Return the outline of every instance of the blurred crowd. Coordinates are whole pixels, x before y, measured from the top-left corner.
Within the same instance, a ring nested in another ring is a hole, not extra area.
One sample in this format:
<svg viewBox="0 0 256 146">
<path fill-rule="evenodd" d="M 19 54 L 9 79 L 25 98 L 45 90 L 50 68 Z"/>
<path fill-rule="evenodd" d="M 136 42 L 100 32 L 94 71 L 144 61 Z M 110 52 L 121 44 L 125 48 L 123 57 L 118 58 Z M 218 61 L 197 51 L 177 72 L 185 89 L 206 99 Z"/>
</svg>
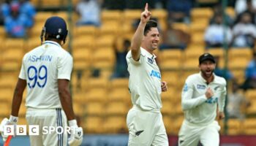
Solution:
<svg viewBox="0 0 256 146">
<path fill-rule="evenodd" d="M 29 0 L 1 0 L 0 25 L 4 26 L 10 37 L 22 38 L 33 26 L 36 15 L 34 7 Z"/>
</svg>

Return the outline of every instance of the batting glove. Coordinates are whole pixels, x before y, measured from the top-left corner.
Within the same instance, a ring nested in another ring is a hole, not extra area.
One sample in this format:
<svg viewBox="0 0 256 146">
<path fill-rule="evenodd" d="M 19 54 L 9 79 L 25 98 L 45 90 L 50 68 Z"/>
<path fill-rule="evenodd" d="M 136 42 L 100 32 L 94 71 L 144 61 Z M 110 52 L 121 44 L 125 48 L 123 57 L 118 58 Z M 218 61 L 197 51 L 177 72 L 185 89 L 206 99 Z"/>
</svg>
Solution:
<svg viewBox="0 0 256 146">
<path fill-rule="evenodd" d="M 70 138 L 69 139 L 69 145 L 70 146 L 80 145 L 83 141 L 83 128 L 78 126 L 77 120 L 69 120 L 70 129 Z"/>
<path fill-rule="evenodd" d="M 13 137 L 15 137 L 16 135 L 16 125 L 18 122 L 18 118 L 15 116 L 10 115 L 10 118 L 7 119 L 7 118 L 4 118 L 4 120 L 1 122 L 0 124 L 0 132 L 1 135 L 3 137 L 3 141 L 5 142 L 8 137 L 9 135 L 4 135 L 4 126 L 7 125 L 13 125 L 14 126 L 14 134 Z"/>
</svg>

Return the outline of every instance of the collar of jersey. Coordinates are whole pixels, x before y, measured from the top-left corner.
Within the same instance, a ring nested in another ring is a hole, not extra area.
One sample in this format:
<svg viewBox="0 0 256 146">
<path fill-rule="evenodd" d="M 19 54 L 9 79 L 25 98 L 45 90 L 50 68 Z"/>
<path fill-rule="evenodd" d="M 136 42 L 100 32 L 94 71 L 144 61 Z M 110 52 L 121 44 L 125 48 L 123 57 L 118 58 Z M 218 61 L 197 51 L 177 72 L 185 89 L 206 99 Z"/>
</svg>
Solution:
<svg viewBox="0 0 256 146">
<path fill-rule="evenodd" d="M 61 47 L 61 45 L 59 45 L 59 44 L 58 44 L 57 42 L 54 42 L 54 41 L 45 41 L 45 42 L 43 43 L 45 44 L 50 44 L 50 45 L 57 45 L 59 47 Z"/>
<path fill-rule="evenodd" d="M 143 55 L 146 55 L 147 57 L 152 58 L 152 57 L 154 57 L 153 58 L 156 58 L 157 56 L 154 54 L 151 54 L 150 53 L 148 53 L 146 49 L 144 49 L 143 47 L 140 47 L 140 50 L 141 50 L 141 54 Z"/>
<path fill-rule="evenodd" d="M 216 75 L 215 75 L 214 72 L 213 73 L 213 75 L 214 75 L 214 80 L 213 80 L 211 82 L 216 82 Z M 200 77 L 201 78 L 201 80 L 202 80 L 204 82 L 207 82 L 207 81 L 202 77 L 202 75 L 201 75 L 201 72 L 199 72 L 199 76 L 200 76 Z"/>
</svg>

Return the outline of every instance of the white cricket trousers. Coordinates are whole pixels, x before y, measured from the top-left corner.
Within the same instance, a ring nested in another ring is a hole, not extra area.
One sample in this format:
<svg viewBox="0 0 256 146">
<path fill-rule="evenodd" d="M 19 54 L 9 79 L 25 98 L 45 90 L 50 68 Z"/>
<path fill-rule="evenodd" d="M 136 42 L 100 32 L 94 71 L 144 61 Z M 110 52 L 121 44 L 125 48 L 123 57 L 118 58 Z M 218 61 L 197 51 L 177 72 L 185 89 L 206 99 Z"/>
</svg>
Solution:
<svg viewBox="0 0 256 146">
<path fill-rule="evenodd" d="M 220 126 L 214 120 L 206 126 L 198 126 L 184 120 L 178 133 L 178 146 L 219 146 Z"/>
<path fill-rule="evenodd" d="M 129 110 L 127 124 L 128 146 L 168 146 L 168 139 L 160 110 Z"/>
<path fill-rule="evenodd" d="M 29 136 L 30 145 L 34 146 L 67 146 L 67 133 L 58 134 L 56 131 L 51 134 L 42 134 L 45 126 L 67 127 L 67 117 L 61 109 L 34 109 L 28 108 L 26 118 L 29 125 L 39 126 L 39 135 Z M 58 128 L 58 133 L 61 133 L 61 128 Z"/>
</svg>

...

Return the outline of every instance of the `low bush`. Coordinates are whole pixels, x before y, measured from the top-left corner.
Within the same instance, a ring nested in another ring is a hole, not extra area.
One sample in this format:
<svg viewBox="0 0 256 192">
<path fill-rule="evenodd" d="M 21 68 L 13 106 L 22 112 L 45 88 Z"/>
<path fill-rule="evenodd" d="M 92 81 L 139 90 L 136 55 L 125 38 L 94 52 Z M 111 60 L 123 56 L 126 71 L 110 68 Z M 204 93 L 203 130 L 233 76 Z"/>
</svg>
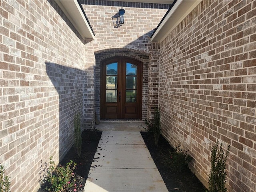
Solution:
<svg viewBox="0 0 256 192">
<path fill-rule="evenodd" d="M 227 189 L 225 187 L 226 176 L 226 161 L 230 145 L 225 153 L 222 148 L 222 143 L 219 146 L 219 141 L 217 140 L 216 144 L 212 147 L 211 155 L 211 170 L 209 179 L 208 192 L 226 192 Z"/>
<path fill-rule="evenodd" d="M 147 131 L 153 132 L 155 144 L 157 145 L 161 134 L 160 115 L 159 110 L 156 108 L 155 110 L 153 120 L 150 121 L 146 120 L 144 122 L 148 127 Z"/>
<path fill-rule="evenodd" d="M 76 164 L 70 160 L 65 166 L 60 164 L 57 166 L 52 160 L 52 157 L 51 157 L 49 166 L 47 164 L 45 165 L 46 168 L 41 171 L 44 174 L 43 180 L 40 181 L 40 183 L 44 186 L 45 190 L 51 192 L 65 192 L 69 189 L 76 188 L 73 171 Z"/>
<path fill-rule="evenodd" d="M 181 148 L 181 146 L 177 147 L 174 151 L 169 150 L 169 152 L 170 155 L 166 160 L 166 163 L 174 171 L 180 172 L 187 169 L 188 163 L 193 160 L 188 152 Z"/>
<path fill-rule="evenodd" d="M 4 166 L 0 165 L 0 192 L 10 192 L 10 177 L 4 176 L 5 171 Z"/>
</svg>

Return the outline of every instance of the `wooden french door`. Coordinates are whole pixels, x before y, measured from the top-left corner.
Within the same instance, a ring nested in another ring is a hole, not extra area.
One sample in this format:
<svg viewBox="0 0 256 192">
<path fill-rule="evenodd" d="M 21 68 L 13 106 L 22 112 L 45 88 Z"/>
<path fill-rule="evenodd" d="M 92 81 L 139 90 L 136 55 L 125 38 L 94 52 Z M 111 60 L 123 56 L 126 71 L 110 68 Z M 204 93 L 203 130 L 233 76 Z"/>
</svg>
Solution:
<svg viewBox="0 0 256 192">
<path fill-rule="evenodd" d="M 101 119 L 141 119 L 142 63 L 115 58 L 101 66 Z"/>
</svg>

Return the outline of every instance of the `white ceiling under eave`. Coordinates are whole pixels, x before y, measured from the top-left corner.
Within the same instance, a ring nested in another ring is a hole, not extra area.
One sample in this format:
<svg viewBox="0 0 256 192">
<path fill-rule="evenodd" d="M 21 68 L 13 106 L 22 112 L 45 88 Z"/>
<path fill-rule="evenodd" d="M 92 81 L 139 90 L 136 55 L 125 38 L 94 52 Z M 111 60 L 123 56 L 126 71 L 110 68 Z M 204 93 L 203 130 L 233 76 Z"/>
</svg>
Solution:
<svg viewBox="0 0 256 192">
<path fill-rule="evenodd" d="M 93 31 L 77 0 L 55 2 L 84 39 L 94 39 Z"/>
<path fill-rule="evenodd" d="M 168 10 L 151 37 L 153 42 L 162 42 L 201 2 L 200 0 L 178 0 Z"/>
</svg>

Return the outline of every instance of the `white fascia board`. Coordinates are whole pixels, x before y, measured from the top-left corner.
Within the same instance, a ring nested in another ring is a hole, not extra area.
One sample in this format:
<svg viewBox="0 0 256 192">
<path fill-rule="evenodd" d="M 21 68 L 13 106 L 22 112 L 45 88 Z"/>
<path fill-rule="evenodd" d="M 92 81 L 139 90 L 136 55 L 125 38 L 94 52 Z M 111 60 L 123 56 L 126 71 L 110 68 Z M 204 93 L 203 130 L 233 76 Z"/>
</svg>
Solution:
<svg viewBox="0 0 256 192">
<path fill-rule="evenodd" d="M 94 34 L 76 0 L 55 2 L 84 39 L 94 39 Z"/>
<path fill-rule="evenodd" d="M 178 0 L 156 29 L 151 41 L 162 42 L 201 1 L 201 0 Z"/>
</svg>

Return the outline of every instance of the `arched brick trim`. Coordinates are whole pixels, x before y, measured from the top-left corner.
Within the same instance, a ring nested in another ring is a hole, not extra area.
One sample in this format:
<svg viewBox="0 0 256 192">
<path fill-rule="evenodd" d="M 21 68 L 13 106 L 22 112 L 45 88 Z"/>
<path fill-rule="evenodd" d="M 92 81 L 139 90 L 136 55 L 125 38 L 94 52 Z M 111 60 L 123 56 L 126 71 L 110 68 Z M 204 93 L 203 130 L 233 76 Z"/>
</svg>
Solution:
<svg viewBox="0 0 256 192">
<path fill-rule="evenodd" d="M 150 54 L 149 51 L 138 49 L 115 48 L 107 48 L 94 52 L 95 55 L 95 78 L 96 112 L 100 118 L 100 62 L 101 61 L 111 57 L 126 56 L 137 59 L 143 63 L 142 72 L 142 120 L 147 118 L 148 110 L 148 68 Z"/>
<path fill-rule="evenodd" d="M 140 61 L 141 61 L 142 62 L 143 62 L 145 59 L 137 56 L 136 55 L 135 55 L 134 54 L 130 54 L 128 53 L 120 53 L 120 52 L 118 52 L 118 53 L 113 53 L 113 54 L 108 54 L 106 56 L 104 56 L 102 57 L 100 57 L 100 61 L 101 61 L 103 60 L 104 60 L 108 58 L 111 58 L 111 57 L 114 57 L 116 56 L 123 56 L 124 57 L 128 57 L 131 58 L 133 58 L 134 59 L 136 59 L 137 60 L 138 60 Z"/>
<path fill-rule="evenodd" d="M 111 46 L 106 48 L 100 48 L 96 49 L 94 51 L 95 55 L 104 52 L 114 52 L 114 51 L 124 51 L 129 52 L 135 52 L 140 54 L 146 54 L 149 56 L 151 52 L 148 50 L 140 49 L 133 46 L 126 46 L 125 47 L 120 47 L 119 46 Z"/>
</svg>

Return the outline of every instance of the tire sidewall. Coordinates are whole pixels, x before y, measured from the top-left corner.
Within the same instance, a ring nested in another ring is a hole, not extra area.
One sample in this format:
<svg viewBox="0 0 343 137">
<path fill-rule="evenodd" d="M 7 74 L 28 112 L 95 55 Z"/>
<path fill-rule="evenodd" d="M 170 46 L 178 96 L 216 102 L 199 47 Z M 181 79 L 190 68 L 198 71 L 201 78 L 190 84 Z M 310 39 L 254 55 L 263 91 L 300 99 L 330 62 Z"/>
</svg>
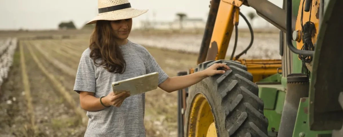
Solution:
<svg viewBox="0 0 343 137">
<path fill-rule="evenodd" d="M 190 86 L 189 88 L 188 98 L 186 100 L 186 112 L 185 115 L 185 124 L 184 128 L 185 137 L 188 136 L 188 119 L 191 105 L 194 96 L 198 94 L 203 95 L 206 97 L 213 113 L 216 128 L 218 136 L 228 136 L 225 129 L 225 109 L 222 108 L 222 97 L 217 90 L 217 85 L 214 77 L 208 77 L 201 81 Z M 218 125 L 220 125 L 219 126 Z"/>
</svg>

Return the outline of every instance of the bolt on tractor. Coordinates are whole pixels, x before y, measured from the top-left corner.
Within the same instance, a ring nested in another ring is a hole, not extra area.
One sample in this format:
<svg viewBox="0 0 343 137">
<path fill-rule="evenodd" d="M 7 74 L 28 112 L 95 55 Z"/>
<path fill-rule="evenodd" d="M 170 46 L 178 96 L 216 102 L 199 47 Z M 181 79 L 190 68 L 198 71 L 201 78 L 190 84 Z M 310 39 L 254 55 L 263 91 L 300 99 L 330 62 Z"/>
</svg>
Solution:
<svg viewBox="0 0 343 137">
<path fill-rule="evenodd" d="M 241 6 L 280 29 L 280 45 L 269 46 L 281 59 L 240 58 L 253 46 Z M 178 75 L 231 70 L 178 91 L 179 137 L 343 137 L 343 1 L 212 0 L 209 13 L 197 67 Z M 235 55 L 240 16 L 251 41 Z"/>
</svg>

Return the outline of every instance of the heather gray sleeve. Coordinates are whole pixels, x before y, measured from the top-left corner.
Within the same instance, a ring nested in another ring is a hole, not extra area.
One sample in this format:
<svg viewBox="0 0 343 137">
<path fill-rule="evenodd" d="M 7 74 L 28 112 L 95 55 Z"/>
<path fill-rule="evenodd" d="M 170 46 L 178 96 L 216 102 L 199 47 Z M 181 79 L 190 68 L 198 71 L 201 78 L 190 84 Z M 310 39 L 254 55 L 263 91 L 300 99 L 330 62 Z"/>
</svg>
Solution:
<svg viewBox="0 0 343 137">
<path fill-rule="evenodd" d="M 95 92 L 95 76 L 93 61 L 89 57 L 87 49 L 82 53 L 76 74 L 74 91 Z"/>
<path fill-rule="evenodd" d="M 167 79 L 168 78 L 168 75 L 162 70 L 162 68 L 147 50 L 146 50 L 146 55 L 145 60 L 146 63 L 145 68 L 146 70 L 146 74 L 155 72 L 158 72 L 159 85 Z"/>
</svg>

- **To be done**
List every line in the rows above that contains the word "white".

- **Full solution**
Return the outline of every instance of the white cricket trousers. Coordinates are whole pixels, x before y, measured from the top-left corner.
Return the outline of every instance of the `white ceiling under eave`. Coordinates are whole pixels, x before y, measured from the top-left corner.
Return the outline of every instance of the `white fascia board`. Coordinates are whole pixels, x before y, measured from the top-left corner.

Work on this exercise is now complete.